### What you will do
1. The passage about A.A. Milne and trench fever ends with a paragraph on how nursing has changed. List every development that paragraph names.
2. Write the next part of the passage about A.A. Milne and trench fever, starting where it stops.

### Page text
Some reviewers of the film Goodbye Christopher Robin are saying that A.A. Milne had post-traumatic stress disorder. Yes, he was at the front during the Battle of the Somme; in August 1916 he was a signals officer there, and worked in no man’s land. But PTSD didn’t send him home. He was brought down by trench fever (bartonellosis). A bacterial infection spread by body lice (not those of the head or pubes), it causes a high fever, which repeats itself a few times every five days. It doesn’t kill, but sometimes leaves its victims feeling weak for many months. This happened to Milne. After being invalided home, he lost weight and developed fatigue, said to be caused by ‘overwork’, but much more likely due to the persistent effects of Bartonella quintana. In the early autumn of 1917 he spent three weeks at Osborne House on the Isle of Wight, then a convalescent hospital for officers.

The overwhelming majority of British soldiers on the Western Front were lousy, and lice caused nearly a third of admissions to casualty clearing stations, two out of three being due to bartonellosis, with the rest caused by dermatitis.

Trench fever disappeared after the First World War. It came back during the Second. It persists today, along with body lice, as a condition of the homeless. From the entomological point of view nothing much has changed since I was a casualty officer at St Thomas’s Hospital in London more than half a century ago. When we undressed a down-and-out with dermatitis, a vast number of lice left his cooling clothes in a shimmering wave seeking new warm hosts. Sister Casualty rubbed her hands, rolled up her sleeves, and said: ‘This reminds me of Dunkirk!’

When I was a house officer on Charity Ward, four nurses gave me a copy of Winnie Ille Pu for my birthday. They'd written on the flyleaf: 'Hic liber est donum nostro amico, homini domus in Caritate, discipulo Hippocratis, magni cerebri, die suo natale.'

Nursing has changed enormously since then. Not only through the invention of the intensive care unit, such technical developments as routine hip replacement surgery, and the transfer of children with leukaemia and adults with Hodgkin’s disease from terminal palliation to cure, but with the onward march of such clinically important rational recording, done by nurses, as the Bristol stool scale.

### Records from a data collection
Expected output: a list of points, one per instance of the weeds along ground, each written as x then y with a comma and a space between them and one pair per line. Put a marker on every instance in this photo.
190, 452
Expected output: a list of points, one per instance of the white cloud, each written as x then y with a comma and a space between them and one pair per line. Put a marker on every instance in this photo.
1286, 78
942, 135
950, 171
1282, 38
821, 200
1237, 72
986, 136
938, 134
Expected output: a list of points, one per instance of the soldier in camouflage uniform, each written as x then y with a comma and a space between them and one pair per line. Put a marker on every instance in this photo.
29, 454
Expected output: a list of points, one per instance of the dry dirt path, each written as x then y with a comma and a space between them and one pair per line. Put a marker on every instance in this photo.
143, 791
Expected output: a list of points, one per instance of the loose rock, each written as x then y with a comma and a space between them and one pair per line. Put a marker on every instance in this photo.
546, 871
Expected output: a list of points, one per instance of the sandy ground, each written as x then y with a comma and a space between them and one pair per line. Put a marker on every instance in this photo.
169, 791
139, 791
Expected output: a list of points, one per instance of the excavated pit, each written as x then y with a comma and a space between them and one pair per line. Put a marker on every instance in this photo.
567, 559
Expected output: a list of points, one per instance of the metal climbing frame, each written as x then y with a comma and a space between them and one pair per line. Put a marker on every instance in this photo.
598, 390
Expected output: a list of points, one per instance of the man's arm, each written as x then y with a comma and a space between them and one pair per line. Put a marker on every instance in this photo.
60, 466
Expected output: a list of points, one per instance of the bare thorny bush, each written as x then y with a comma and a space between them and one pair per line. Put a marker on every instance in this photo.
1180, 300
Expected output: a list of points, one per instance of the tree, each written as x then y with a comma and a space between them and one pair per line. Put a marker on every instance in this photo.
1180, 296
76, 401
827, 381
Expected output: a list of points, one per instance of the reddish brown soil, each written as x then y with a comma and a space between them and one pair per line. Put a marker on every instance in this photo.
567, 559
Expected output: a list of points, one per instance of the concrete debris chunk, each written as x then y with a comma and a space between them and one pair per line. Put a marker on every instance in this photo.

### Responses by item number
1.
- The invention of the intensive care unit
- Routine hip replacement surgery
- The transfer of children with leukaemia and adults with Hodgkin's disease from terminal palliation to cure
- The Bristol stool scale, as clinically important rational recording done by nurses

2.
Last month, the Royal College of Nursing published Safe and Effective Staffing: Nursing against the Odds, which reported ‘clear evidence of a shortage of registered nurses in the UK’:

For the first time in years there are now more nurses and midwives leaving the NMC [Nursing and Midwifery Council] register than joining. The impact of the EU referendum appears to be driving EEA nationals away. UK-trained nurses and midwives are also leaving the register, before retirement.

One in three nurses are due to retire within the next ten years … The implications for patient safety and patients’ experiences are extremely worrying …

Nursing staff describe harrowing experiences at work. They say that safe and effective staffing is the exception, not the rule. They describe a lack of staffing actively preventing them from doing work they love, to the standard patients, families and carers deserve. They report that they are regularly working additional unplanned time, usually unpaid. It is clear that our health and care workforce are personally and professionally plugging the gap between missing staff and the demand for care, because of factors beyond their control.